— begin Available data —

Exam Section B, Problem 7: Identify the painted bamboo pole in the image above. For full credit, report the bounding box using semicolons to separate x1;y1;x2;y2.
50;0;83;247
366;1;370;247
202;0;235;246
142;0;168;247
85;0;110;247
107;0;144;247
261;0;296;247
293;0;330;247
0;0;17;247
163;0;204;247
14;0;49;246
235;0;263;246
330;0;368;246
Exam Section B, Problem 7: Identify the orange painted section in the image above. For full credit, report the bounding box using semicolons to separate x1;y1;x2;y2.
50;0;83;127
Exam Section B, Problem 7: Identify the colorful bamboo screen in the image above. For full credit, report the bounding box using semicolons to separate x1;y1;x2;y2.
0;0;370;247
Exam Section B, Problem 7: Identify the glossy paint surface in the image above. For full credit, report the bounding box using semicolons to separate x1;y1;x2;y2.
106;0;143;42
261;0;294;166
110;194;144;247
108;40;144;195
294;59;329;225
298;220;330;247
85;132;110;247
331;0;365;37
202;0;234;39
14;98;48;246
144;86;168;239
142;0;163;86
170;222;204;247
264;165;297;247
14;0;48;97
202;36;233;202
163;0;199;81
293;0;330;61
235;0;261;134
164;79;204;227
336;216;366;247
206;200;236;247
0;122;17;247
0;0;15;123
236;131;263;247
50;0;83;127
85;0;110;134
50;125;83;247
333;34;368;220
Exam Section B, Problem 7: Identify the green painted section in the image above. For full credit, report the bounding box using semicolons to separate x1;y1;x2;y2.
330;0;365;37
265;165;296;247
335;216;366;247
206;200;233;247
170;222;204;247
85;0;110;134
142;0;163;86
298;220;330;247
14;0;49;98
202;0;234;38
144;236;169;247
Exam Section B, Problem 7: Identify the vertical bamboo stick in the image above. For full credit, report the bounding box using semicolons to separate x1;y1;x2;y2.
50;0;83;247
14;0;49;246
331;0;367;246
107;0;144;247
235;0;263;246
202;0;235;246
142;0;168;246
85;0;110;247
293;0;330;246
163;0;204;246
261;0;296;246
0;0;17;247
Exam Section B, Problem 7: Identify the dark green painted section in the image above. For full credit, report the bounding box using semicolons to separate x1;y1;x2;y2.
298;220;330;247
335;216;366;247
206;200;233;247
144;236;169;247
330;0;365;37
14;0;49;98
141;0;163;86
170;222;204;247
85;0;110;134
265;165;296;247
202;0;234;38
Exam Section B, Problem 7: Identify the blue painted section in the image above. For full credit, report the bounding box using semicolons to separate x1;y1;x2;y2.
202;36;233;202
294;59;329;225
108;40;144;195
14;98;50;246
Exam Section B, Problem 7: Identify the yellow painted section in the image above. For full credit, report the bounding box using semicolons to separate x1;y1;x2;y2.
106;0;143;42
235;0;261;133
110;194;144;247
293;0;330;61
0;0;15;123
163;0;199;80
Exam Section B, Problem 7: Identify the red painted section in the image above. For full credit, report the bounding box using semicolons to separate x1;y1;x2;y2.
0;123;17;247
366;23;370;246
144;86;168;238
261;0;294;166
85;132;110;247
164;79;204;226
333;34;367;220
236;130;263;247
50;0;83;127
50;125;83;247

— end Available data —

* **Exercise objective**
Copy out all of the rows above, putting "painted stripe" in place of "painted section" each time it occurs and changing nothing else.

* **Answer in full**
Exam Section B, Problem 7: Identify the painted bamboo pole in the image above. For full credit, report the bounding box using semicolons to separate x1;y1;x2;y2.
50;0;83;247
366;1;370;247
202;0;235;246
142;0;168;247
85;0;110;247
107;0;144;247
261;0;296;247
293;0;330;247
0;0;17;247
163;0;204;247
14;0;49;246
235;0;263;246
330;0;368;246
Exam Section B, Problem 7: Identify the orange painted stripe in the image above. For full credit, report the bounding box using semicolons to separate x1;y1;x2;y2.
50;0;83;127
Exam Section B, Problem 7: Identify the colorful bamboo screen in the image above. For full credit, report the bounding box using semicolons to separate x1;y1;x2;y2.
0;0;370;247
Exam Section B, Problem 7: Identify the glossy paint surface in the image above. For full credit, report the bounding box using semicolons to separate x1;y1;x2;y2.
106;0;143;42
261;0;294;166
110;194;144;247
108;40;144;195
294;59;329;225
298;220;330;247
85;132;110;247
331;0;365;37
202;0;234;39
14;98;48;246
144;86;168;239
142;0;163;86
170;222;204;247
264;165;297;247
14;0;48;97
202;36;233;202
163;0;199;81
293;0;330;61
235;0;261;134
164;79;204;227
336;216;366;247
206;200;236;247
0;122;17;247
0;0;15;123
236;131;263;247
50;0;83;127
85;0;110;134
50;125;83;247
333;34;368;220
Exam Section B, Problem 7: Identify the green painted stripe in the image above. For full credit, report the bounding box using semicolons to separate x1;y1;x2;y2.
330;0;365;37
265;165;296;247
335;216;366;247
206;200;233;247
170;222;204;247
85;0;110;134
142;0;163;86
298;220;330;247
14;0;49;98
202;0;234;38
144;236;169;247
Exam Section B, Problem 7: Identify the vertical bamboo stick in the image above. For full credit, report the bounding box using semicolons to separate x1;y1;x2;y2.
50;0;83;247
14;0;49;246
331;0;367;246
107;0;144;247
235;0;263;246
202;0;235;246
142;0;168;246
85;0;110;247
293;0;330;246
163;0;204;246
261;0;296;246
0;0;17;247
Exam Section B, Problem 7: Identify the dark green painted stripe in the image above. For full credit, report the bounding box using semicolons to separate x1;y1;x2;y2.
298;220;330;247
335;216;366;247
206;200;233;247
144;236;169;247
330;0;365;37
14;0;49;98
141;0;163;86
170;222;204;247
85;0;110;134
265;165;296;247
202;0;234;38
Exam Section B, Problem 7: Identify the blue painted stripe in the image above. For full credit, report the bounding box using semicolons to separate x1;y1;x2;y2.
202;36;233;202
294;59;329;225
108;40;144;195
14;98;50;246
Exam Section B, Problem 7: Identify the yellow painted stripe in the image above. For full credit, report the bounding box using semicolons to separate x1;y1;x2;y2.
106;0;143;42
235;0;261;133
110;194;144;247
293;0;330;61
0;0;15;123
163;0;199;80
Exam Section B, Problem 7: Identify the red painted stripe in the image above. For full credit, report the bounding box using semicolons to separate x1;y1;x2;y2.
0;123;17;247
366;23;370;246
144;86;168;238
261;0;294;166
85;132;110;247
164;79;204;226
333;34;367;220
236;130;263;247
50;0;83;127
50;125;83;247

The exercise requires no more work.